**RECORDS SHOWN:**
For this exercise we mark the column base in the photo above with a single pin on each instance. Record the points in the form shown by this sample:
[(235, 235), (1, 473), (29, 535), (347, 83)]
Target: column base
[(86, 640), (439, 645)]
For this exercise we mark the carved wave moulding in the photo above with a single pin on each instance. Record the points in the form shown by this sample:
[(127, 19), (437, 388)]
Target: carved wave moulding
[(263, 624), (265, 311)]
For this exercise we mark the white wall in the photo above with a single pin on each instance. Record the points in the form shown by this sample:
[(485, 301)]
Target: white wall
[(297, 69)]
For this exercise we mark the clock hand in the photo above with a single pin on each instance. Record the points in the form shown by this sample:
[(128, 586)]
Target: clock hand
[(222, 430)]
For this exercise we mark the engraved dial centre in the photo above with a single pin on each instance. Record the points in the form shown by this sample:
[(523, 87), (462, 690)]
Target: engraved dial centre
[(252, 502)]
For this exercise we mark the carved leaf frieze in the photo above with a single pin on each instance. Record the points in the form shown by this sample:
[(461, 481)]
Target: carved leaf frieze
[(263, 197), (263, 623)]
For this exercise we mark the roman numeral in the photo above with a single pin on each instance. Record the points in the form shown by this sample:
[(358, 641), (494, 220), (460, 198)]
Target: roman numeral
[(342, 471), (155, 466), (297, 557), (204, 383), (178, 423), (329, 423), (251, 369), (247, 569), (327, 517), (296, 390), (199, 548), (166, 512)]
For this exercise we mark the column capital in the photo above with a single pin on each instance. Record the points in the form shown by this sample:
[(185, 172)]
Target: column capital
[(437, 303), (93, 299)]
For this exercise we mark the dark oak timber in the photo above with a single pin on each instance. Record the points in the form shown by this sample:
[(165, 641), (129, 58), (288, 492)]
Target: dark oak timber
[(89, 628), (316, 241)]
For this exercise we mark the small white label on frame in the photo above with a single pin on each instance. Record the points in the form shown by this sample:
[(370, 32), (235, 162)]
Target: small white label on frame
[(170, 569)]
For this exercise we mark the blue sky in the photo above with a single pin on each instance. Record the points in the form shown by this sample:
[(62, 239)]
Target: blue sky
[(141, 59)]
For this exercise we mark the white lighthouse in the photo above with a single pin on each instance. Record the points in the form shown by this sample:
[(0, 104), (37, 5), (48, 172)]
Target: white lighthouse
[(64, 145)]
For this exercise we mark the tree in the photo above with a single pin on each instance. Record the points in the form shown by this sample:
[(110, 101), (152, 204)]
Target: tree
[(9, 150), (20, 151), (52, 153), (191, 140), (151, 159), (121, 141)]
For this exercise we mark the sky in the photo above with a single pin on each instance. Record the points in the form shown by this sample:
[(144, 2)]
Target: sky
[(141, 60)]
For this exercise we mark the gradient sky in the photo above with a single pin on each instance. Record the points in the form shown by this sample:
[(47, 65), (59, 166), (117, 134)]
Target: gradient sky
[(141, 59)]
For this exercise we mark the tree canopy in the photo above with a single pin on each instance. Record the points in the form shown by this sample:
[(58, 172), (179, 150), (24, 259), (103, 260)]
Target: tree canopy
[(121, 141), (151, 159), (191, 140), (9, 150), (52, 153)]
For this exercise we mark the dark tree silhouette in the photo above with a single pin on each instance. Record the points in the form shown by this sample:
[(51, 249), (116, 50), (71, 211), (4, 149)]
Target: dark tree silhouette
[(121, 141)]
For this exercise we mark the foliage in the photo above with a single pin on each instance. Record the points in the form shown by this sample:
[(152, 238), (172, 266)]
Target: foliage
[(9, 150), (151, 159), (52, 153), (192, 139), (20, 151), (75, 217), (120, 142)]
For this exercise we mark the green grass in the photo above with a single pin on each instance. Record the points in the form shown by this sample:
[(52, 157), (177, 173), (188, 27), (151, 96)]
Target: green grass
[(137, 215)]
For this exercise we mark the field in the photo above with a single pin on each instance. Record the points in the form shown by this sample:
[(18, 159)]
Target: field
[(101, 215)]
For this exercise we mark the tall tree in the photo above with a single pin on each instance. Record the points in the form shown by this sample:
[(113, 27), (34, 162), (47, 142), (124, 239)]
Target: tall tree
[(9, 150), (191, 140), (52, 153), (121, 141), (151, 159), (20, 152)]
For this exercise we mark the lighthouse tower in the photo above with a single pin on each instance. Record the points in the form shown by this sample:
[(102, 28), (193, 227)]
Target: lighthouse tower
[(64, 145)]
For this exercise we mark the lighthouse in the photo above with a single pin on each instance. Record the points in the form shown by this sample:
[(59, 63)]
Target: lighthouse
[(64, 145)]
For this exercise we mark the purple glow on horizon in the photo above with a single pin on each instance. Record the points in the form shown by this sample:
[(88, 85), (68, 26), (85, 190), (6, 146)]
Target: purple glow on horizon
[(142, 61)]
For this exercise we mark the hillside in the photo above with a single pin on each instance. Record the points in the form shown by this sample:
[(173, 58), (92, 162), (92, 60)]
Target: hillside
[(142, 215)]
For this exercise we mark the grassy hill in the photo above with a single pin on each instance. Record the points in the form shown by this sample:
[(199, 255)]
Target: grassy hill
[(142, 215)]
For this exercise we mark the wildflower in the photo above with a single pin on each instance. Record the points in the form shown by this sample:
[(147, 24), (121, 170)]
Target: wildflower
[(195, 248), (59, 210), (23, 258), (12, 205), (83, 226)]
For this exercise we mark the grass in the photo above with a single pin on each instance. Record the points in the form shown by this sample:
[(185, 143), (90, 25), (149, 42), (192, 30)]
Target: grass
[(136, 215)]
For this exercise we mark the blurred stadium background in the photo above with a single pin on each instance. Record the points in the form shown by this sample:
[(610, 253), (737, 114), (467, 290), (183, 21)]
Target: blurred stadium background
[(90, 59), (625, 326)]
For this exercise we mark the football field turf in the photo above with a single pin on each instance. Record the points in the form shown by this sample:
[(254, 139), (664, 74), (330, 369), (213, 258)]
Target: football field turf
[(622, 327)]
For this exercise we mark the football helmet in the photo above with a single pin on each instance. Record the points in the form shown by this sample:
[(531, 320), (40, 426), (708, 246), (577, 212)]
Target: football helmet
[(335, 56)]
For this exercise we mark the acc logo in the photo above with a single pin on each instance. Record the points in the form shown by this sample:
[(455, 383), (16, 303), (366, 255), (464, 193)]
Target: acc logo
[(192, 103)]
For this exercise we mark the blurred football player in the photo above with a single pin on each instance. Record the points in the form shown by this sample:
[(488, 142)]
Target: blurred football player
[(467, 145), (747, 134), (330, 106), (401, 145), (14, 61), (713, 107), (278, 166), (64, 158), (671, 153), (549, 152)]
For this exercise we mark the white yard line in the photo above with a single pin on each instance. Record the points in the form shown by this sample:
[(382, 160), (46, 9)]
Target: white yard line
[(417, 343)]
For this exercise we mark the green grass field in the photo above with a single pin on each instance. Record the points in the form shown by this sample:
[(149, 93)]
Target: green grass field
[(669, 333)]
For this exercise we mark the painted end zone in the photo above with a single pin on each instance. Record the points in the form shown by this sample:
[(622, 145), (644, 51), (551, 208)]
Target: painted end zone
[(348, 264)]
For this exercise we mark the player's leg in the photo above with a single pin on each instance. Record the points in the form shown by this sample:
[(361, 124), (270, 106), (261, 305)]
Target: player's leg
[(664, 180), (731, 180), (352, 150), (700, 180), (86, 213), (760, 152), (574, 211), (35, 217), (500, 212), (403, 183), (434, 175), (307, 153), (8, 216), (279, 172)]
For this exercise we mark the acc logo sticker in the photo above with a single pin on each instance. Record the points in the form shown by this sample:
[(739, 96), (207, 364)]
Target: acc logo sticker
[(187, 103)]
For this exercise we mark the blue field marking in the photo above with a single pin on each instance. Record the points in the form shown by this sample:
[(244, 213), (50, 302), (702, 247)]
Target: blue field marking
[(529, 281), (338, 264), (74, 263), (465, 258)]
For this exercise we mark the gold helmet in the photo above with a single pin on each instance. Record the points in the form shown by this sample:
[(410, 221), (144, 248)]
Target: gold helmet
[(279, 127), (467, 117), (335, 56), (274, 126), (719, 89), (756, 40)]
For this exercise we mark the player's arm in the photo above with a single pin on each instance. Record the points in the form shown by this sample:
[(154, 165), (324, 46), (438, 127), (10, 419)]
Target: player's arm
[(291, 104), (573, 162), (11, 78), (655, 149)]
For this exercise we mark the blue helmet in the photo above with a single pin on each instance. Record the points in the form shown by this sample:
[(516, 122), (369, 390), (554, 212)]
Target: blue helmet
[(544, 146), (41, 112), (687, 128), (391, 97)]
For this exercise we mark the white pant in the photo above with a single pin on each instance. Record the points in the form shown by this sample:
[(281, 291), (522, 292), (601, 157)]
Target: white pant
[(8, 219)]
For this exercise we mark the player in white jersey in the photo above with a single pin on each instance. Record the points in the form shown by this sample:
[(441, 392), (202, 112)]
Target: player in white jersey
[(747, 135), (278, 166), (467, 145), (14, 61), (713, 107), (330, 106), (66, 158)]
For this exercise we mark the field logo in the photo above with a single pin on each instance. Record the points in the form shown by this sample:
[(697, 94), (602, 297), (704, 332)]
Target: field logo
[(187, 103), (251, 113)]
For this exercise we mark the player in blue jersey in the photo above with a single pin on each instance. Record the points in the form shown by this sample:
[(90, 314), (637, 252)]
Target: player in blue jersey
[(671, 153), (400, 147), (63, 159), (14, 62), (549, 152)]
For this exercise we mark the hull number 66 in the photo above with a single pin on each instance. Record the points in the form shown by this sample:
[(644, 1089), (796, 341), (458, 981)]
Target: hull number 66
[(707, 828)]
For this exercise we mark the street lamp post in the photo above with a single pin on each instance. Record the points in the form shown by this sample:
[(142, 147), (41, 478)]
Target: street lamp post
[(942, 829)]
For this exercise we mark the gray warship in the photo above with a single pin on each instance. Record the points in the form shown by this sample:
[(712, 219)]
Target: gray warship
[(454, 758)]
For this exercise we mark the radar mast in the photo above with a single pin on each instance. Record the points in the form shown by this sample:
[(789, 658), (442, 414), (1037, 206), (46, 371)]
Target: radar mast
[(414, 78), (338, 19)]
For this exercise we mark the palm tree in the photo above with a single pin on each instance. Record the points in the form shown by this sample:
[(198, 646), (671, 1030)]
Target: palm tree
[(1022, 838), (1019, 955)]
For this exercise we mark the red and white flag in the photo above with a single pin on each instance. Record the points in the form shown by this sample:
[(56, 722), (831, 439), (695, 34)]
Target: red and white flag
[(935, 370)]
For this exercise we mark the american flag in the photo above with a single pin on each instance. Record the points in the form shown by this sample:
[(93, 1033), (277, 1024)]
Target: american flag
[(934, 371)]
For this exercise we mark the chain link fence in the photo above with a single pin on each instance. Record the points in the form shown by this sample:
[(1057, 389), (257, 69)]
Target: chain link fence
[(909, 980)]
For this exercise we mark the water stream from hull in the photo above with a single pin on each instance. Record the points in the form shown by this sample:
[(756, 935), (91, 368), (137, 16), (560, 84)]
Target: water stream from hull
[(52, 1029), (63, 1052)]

**CHALLENGE:** Give every line as a numbered list, starting at the first line of the rows and ending at the line containing "[(263, 197), (263, 623)]", with that line included and blank lines left out.

**ANSWER TO THE PROBLEM:**
1. For this exercise we mark the column base in the photo above with a single pin on each instance. Record the points in the form shown by this sample:
2. [(235, 235), (1, 473), (29, 535), (347, 83)]
3. Target: column base
4. [(86, 640), (439, 645)]
5. For this exercise we mark the carved wave moulding in the photo above with a single pin on each instance. Record the points in the form shown by this sample:
6. [(127, 19), (437, 388)]
7. Target: carved wave moulding
8. [(263, 624), (265, 311)]
9. For this exercise we mark the white wall in the photo above with a single pin on each instance. Record the points in the form shown by this sample:
10. [(485, 301)]
11. Target: white wall
12. [(297, 69)]
13. For this exercise we mark the clock hand in the photo above with a single pin on each instance. Record the points in the form shown by this sample:
14. [(128, 586)]
15. Target: clock hand
16. [(222, 430)]
17. For this exercise we mark the engraved dial centre in the photo above with a single pin on each instance. Record the points in the form shown by this sample:
18. [(523, 87), (462, 690)]
19. Target: engraved dial centre
20. [(252, 502)]
21. For this exercise we mark the carved leaf frieze in the photo above with a single pin on each instance. Record the points in the form shown by this sample:
22. [(461, 481)]
23. Target: carved leaf frieze
24. [(263, 197), (263, 623)]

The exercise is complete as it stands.